Text block start

Contract type	Protects	Example
Request response API contract	HTTP method, path, headers, auth, request shape, response shape, error shape.	Consumer expects `409 conflict` for duplicate resource creation.
Event contract	Topic, schema, required fields, enum compatibility, versioning rules.	Producer never removes `tenantId` from `user.created`.
SDK contract	Public methods, exceptions, return types, retry semantics.	SDK maps `429` to a retryable error.
Webhook contract	Signature, timestamp tolerance, event schema, replay behavior.	Receiver rejects stale signed payloads.
Database contract	Stable view, stored procedure, migration compatibility.	Old app version can read rows written by new app version.

Compatibility rules:

Adding optional fields is usually safe.
Removing fields is breaking.
Renaming fields is breaking unless both names are accepted during migration.

Text block end
Material shown start

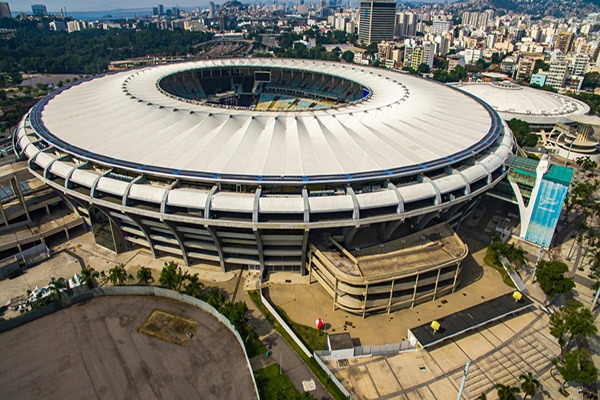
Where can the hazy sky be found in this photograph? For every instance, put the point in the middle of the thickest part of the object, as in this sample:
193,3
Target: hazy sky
101,5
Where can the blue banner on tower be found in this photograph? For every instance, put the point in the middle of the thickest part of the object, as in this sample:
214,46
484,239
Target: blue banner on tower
546,212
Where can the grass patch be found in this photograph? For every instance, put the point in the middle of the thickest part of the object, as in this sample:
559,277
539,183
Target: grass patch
254,346
274,386
491,259
168,327
310,362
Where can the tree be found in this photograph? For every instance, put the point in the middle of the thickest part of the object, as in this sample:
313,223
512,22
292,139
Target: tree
591,80
193,287
522,132
88,275
529,385
348,56
172,276
551,277
576,365
423,68
117,275
58,286
214,297
586,163
572,319
506,392
144,275
540,64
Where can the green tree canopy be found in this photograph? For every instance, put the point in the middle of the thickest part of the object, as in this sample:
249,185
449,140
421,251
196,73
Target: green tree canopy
348,56
529,385
506,392
572,319
522,132
551,277
576,365
591,80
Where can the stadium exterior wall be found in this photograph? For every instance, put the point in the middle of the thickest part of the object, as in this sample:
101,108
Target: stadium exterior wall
228,223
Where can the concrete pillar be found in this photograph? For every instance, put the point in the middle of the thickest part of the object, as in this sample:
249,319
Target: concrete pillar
415,291
14,183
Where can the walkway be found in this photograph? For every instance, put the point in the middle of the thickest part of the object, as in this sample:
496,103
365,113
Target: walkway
281,353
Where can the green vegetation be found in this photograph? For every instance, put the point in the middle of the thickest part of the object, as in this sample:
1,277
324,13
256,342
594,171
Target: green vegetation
506,392
514,254
577,366
529,385
310,362
272,385
522,132
35,48
570,321
592,100
551,277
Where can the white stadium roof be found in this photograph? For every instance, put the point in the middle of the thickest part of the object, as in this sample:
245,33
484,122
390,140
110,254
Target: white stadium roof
528,104
407,124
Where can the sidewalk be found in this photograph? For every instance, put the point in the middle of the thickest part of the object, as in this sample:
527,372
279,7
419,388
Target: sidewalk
281,352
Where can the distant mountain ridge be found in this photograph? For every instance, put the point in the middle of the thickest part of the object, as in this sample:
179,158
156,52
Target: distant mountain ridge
536,8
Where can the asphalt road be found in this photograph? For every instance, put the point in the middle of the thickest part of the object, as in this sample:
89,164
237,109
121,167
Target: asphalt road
293,365
92,350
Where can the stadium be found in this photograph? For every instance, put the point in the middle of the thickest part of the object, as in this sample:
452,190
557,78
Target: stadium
277,165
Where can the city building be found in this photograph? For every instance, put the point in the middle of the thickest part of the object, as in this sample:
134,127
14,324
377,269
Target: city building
377,20
180,160
564,42
39,9
5,10
577,139
541,109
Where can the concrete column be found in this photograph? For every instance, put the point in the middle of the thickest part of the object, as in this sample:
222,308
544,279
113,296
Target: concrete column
390,229
17,191
415,291
177,236
3,214
259,245
349,234
437,281
391,295
137,221
456,276
304,250
365,300
217,241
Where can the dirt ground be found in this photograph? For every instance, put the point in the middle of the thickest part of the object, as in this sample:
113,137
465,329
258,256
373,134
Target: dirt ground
92,350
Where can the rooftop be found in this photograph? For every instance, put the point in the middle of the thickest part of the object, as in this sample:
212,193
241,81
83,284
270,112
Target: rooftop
124,120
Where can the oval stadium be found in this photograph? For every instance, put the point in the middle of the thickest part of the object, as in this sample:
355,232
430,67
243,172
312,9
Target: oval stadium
356,176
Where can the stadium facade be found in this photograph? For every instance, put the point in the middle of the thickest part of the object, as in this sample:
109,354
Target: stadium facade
252,162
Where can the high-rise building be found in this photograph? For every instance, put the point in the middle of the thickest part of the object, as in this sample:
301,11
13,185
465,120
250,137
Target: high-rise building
563,42
377,19
440,27
39,9
5,10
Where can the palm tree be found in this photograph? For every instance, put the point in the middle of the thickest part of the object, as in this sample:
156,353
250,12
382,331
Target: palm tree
529,385
194,286
144,275
506,392
88,275
57,286
117,275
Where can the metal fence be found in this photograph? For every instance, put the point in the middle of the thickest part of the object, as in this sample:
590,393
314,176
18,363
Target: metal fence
371,350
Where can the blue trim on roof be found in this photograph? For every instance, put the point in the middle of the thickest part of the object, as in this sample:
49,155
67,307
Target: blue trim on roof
496,129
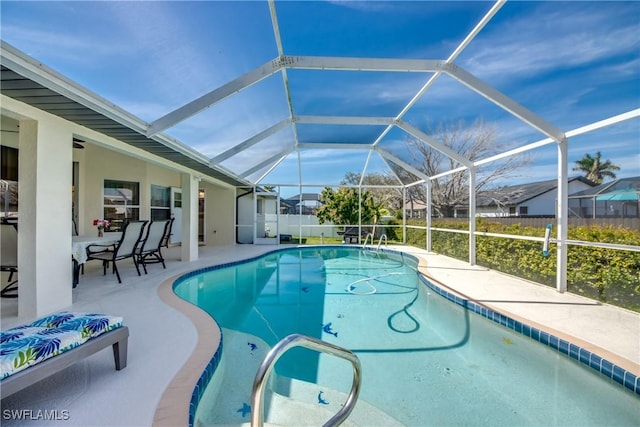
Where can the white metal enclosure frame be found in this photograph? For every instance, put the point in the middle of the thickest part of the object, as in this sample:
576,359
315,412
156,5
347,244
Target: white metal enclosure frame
283,63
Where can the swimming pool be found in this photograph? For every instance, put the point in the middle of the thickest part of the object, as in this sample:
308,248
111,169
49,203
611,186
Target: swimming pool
425,359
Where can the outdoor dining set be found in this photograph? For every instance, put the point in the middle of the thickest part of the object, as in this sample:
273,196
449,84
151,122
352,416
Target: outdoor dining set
139,240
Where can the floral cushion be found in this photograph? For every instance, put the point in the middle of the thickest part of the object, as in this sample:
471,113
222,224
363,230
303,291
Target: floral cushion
90,324
24,346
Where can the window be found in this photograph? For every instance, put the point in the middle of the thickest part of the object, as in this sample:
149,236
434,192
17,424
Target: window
121,203
160,203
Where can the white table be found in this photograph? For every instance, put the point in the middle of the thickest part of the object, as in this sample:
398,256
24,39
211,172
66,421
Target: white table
79,245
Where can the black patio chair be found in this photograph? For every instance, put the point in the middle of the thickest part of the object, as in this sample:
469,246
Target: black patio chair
125,248
9,258
148,252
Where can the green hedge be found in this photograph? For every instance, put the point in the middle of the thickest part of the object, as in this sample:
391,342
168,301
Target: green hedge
607,275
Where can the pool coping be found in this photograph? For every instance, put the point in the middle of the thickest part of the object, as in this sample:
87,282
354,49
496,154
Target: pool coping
179,400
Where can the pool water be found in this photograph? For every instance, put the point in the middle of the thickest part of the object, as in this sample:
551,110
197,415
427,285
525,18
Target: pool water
425,360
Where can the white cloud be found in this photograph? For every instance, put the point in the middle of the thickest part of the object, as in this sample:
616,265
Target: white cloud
553,38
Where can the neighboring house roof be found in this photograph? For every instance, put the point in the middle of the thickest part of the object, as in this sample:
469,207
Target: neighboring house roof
622,184
305,196
518,194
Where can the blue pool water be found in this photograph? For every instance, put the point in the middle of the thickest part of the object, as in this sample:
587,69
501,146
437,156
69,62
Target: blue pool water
425,360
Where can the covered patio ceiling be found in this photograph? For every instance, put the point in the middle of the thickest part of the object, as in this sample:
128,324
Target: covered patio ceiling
300,93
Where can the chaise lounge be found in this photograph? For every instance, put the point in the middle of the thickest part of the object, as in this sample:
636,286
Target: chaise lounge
32,352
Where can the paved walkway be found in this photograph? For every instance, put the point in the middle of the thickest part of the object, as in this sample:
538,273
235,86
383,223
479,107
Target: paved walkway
162,338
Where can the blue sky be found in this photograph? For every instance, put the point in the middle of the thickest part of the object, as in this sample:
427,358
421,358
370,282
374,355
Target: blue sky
571,63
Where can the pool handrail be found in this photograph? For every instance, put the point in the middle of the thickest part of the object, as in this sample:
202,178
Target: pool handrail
298,340
366,239
386,242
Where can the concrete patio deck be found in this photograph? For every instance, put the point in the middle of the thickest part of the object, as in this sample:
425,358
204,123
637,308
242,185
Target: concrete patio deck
92,393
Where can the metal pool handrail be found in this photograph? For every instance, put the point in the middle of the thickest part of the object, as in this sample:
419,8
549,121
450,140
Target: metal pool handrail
298,340
366,239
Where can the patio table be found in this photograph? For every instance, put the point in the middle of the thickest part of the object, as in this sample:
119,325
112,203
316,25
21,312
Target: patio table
79,245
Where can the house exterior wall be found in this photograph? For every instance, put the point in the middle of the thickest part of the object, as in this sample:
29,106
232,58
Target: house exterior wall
46,160
220,215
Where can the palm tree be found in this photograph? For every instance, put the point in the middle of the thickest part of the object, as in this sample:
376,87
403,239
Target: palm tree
594,169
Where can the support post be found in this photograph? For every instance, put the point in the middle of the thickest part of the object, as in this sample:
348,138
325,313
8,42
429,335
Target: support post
428,213
562,216
189,224
472,215
44,232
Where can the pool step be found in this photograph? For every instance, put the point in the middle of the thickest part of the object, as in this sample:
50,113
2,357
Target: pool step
288,402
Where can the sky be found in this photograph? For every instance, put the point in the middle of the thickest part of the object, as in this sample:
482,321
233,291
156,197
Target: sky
569,63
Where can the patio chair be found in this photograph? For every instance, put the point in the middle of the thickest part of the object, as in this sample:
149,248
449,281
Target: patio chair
148,252
125,248
9,258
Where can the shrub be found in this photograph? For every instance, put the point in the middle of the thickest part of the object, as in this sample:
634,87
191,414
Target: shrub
607,275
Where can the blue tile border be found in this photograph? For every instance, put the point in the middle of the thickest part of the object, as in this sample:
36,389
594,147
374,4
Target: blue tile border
584,356
579,354
202,383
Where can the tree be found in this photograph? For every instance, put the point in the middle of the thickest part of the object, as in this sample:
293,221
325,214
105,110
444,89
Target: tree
385,198
474,142
341,206
594,169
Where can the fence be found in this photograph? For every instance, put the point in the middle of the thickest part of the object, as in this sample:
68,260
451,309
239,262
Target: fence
628,223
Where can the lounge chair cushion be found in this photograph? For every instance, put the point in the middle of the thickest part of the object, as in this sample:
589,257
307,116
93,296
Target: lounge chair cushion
27,345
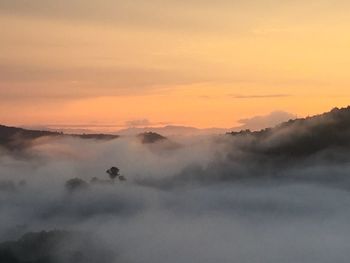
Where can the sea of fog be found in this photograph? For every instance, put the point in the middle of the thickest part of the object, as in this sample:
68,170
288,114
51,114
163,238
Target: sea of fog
174,206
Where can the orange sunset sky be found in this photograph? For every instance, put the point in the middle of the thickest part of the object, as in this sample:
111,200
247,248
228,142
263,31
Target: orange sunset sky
196,62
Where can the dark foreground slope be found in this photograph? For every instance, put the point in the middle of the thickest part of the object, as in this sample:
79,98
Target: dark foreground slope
54,247
301,137
316,148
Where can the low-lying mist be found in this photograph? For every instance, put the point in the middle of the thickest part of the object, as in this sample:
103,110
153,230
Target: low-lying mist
200,199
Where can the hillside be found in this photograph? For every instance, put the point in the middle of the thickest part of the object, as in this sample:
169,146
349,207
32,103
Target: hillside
300,137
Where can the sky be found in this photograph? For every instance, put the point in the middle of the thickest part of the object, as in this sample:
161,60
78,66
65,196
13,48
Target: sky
109,63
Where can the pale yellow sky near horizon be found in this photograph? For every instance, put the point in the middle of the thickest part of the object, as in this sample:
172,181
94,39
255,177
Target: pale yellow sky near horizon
189,62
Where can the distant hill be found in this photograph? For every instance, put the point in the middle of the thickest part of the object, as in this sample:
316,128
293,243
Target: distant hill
172,130
151,137
13,138
300,137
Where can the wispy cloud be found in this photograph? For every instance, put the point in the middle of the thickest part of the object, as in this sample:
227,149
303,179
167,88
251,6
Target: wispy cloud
257,96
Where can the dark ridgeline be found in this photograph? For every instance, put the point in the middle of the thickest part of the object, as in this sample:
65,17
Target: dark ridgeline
301,137
151,137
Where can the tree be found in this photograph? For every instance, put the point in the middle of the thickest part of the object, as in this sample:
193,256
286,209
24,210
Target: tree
75,184
113,172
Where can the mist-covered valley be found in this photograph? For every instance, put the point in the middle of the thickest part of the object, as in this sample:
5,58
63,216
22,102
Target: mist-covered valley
277,195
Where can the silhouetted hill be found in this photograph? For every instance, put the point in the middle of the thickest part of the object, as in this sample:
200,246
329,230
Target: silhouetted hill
150,137
300,137
13,138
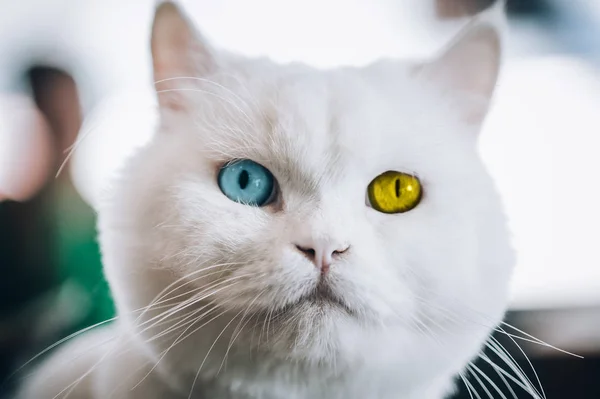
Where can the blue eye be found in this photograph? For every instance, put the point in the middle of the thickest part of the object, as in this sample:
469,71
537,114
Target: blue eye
247,182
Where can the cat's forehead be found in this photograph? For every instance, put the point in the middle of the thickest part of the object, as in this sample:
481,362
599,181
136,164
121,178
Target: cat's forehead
314,124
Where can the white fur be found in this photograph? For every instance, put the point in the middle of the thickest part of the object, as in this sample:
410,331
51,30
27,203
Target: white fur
424,288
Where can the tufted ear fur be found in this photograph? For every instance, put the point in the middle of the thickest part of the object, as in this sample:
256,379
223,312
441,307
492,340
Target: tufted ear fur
178,51
468,68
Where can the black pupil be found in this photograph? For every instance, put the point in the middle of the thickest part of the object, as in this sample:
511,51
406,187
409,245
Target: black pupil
244,179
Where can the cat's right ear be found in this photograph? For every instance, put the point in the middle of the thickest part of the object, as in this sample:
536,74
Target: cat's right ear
179,55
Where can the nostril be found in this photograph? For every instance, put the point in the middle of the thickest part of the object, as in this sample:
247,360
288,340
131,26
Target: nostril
308,252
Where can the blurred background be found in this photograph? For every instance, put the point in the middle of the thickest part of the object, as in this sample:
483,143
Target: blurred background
75,75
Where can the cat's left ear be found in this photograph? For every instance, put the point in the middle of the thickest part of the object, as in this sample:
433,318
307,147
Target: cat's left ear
178,54
468,68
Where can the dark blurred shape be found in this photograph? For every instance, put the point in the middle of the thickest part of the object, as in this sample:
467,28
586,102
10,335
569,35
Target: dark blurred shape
29,274
449,9
529,8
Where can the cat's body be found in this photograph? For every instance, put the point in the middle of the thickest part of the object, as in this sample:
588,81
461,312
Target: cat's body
402,307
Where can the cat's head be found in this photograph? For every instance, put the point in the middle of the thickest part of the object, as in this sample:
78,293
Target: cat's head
325,203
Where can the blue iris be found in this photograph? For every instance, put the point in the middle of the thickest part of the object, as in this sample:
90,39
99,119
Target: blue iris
247,182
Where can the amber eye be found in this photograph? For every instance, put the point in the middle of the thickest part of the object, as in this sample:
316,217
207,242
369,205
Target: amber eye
394,192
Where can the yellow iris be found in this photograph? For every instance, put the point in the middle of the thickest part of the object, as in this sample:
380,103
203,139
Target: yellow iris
394,192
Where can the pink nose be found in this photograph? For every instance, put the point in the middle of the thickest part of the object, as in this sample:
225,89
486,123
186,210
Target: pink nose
321,252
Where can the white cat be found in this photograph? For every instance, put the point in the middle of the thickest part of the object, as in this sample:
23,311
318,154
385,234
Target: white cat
298,233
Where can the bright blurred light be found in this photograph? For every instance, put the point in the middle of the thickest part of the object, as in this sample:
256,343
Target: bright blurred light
541,144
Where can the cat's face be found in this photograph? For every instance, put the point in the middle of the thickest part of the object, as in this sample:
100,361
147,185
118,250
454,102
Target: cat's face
315,259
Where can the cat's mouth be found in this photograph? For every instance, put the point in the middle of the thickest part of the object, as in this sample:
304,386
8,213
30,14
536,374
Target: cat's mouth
323,297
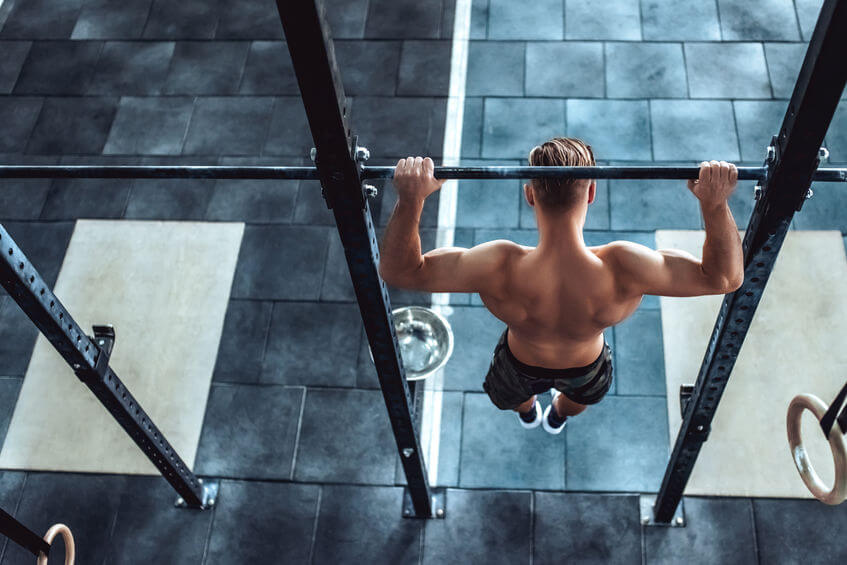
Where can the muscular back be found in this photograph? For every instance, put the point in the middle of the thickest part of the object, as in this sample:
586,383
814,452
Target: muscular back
557,308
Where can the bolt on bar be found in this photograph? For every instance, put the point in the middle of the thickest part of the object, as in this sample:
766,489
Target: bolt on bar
311,173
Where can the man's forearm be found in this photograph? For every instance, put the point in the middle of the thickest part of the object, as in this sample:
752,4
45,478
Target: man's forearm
723,257
401,244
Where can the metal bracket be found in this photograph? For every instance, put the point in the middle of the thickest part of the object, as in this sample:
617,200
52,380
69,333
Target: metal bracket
439,503
685,392
645,506
210,494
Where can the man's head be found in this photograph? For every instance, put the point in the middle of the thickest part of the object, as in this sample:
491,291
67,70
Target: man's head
561,195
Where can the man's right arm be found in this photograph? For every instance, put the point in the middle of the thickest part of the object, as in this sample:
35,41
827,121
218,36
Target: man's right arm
672,272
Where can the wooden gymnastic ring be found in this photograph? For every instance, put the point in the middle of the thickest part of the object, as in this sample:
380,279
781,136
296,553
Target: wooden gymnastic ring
837,442
68,539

Material shown end

* [Your instructions] Under the compatibility rules in the text on contract types, when is renaming fields not breaking?

* [Right answer] When both names are accepted during migration.